(Photo-based referring expression data)
◇ ◇ ◇ ◇

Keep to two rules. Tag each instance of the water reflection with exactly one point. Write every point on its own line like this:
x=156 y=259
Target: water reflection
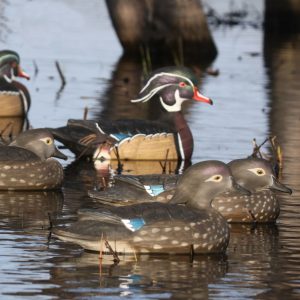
x=12 y=126
x=32 y=209
x=282 y=59
x=150 y=276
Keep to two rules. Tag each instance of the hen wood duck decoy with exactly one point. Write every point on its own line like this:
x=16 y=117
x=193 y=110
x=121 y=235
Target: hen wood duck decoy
x=187 y=223
x=26 y=163
x=262 y=206
x=14 y=96
x=254 y=174
x=141 y=139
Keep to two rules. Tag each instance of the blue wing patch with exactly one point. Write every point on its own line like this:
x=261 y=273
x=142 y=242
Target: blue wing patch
x=154 y=190
x=133 y=224
x=120 y=136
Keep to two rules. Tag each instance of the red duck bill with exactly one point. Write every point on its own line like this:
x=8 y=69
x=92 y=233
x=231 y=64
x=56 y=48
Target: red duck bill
x=199 y=97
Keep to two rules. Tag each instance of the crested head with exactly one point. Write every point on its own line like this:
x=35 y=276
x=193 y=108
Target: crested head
x=10 y=65
x=173 y=86
x=202 y=182
x=39 y=141
x=256 y=174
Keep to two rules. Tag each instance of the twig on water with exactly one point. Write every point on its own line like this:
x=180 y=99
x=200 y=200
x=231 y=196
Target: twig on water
x=63 y=80
x=85 y=113
x=112 y=252
x=36 y=68
x=62 y=77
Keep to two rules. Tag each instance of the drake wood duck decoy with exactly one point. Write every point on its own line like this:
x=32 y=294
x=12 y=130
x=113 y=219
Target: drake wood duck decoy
x=187 y=223
x=14 y=96
x=254 y=174
x=141 y=139
x=26 y=163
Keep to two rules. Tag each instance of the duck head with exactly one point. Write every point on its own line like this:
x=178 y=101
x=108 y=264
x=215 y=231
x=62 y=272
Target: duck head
x=10 y=65
x=256 y=174
x=40 y=141
x=173 y=86
x=204 y=181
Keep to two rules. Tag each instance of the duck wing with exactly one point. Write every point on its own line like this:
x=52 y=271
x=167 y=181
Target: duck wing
x=16 y=154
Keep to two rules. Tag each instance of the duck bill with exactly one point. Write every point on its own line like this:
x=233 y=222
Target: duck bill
x=59 y=154
x=199 y=97
x=278 y=186
x=23 y=74
x=238 y=188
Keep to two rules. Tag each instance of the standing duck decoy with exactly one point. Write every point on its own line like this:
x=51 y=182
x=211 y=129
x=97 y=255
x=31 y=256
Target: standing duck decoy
x=167 y=228
x=141 y=139
x=14 y=96
x=26 y=163
x=254 y=174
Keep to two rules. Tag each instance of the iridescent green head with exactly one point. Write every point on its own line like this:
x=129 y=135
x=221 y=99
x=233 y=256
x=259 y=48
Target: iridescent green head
x=173 y=85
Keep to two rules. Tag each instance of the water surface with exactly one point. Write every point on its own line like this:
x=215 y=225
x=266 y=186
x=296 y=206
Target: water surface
x=256 y=94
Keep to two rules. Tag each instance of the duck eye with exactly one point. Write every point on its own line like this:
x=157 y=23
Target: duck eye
x=47 y=141
x=258 y=171
x=215 y=178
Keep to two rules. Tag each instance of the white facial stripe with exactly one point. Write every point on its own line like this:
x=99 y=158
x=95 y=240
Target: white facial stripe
x=167 y=74
x=258 y=171
x=151 y=94
x=47 y=140
x=8 y=79
x=214 y=178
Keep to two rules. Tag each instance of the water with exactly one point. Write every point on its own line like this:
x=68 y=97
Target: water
x=255 y=95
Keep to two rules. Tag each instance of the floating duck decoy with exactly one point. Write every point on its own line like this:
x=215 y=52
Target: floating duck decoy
x=14 y=96
x=26 y=163
x=254 y=174
x=262 y=206
x=186 y=224
x=141 y=139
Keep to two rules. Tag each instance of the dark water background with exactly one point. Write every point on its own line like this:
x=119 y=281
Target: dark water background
x=256 y=94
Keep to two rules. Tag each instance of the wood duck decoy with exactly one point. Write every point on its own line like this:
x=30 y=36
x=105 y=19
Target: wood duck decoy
x=141 y=139
x=262 y=206
x=14 y=96
x=26 y=163
x=186 y=224
x=254 y=174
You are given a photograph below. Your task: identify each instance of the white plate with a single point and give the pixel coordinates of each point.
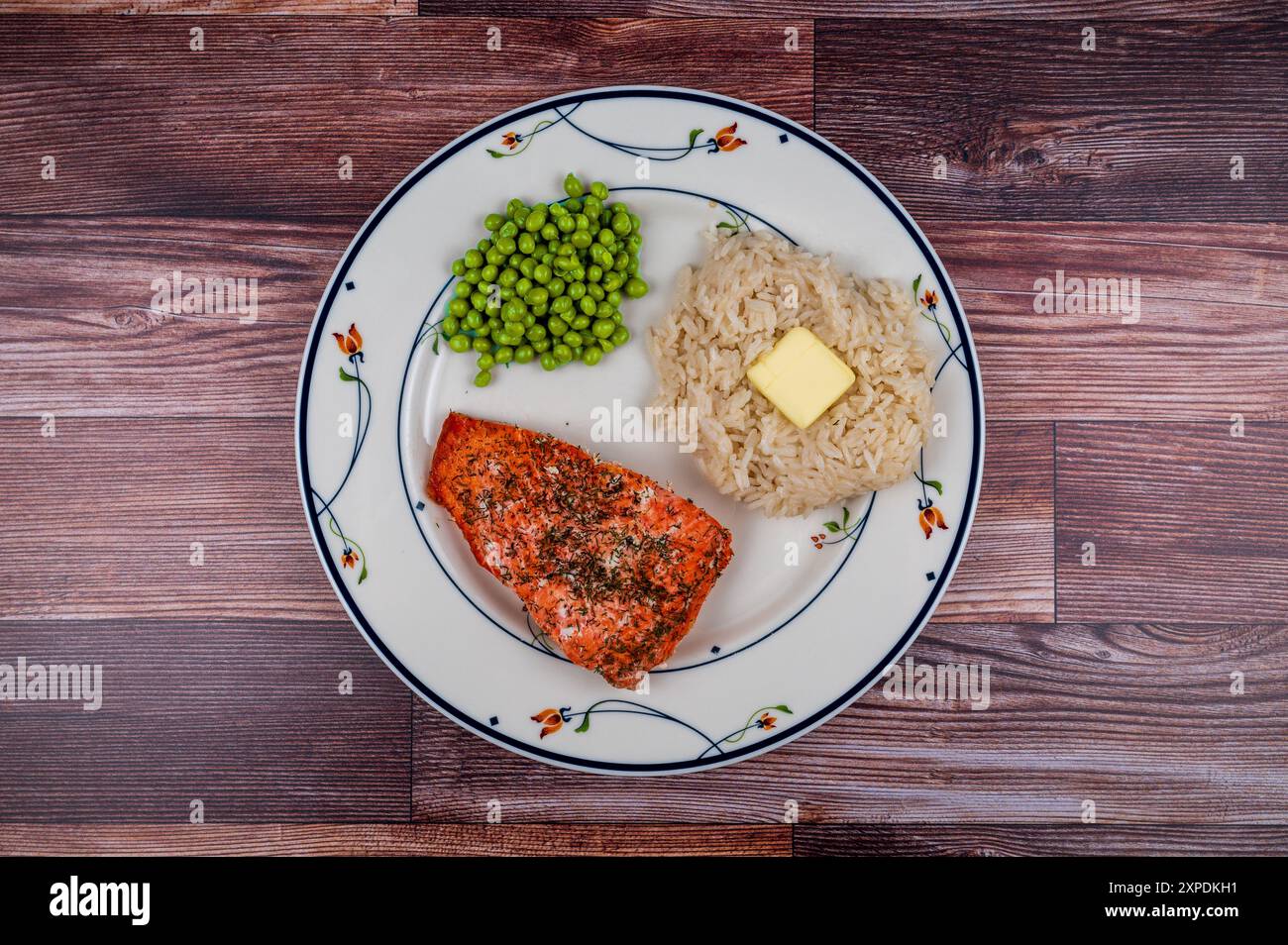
(778, 648)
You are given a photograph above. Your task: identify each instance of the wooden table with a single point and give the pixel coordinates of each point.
(1153, 682)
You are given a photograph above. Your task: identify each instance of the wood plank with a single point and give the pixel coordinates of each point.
(76, 286)
(1137, 718)
(1033, 128)
(99, 522)
(912, 9)
(1184, 518)
(256, 125)
(1039, 840)
(317, 8)
(246, 717)
(1008, 571)
(1212, 308)
(231, 485)
(391, 840)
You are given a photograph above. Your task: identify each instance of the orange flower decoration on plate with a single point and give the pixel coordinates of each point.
(725, 140)
(352, 343)
(930, 519)
(552, 720)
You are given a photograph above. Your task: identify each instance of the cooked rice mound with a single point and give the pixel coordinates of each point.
(729, 312)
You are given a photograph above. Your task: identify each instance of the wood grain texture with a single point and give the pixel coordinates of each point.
(1137, 718)
(1033, 840)
(910, 9)
(256, 125)
(246, 717)
(1008, 571)
(231, 484)
(1214, 306)
(76, 296)
(317, 8)
(1211, 306)
(99, 522)
(391, 840)
(1033, 128)
(1186, 522)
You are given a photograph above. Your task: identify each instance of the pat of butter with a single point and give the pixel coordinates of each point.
(800, 376)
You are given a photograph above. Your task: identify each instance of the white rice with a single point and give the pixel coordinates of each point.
(729, 312)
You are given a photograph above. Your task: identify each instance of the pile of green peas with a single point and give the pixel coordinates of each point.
(548, 282)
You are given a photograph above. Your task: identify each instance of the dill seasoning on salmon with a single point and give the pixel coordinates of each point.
(610, 566)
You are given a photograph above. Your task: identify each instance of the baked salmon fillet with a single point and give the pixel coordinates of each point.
(610, 566)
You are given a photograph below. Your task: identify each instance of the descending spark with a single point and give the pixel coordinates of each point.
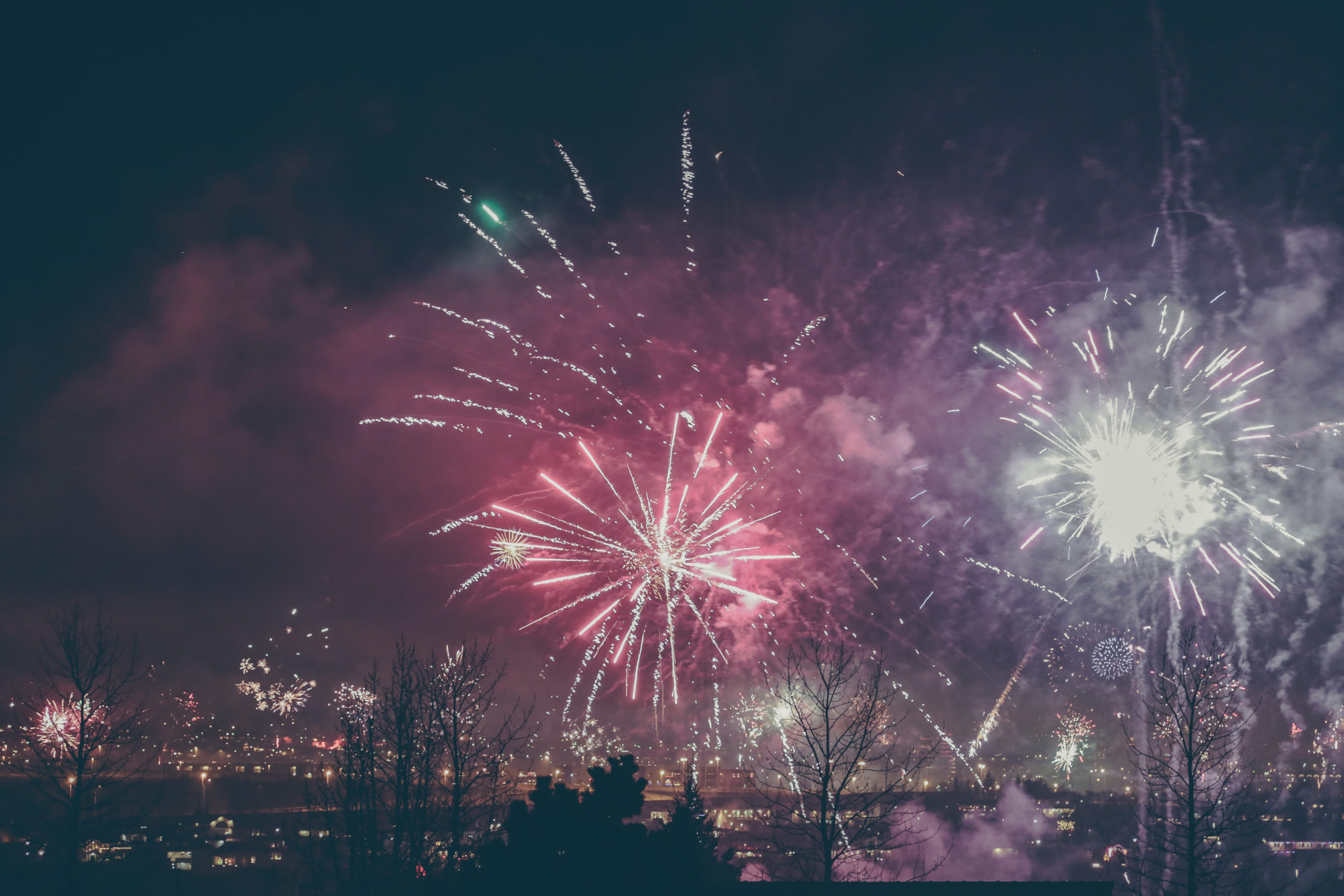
(992, 716)
(579, 178)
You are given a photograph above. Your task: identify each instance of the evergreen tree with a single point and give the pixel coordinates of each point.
(687, 847)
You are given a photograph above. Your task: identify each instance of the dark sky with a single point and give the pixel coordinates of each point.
(218, 215)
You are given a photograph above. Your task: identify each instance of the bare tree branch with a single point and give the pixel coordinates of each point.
(836, 785)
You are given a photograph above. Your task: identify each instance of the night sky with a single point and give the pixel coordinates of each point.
(217, 219)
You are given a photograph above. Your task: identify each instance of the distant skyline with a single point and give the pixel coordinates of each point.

◇ ◇ ◇ ◇

- YOUR ASSIGNMENT
Above are some lines. Repeat exactly, and only, those from the line that has "x=261 y=273" through the line that has "x=108 y=264".

- TASK OUTPUT
x=261 y=273
x=142 y=242
Target: blue wing patch
x=154 y=190
x=133 y=224
x=120 y=136
Keep to two rules. Tag each instance of the red duck bill with exactly one point. Write every point on its own line like this:
x=8 y=69
x=92 y=233
x=231 y=64
x=56 y=48
Target: red duck bill
x=199 y=97
Keep to two rules. Tag each instance of the crested head with exactly one point. Write every point on its own line like this:
x=35 y=276
x=193 y=108
Target: crested head
x=10 y=65
x=173 y=86
x=202 y=182
x=39 y=141
x=256 y=174
Keep to two rules. Tag each instance of the twig on water with exactly one point. Write every point on its own line like this:
x=180 y=99
x=200 y=200
x=231 y=196
Target: twig on water
x=63 y=80
x=85 y=113
x=112 y=252
x=36 y=68
x=62 y=77
Keep to two rules. Tag each instance of the drake wood duck decoy with exactly one point. Write every point on its own line like this:
x=32 y=294
x=12 y=130
x=113 y=219
Target: drake wood duck decoy
x=187 y=223
x=14 y=96
x=254 y=174
x=141 y=139
x=26 y=163
Keep to two rules. Tag each instance of the duck head with exactly one point. Write every point on its own line like this:
x=178 y=101
x=108 y=264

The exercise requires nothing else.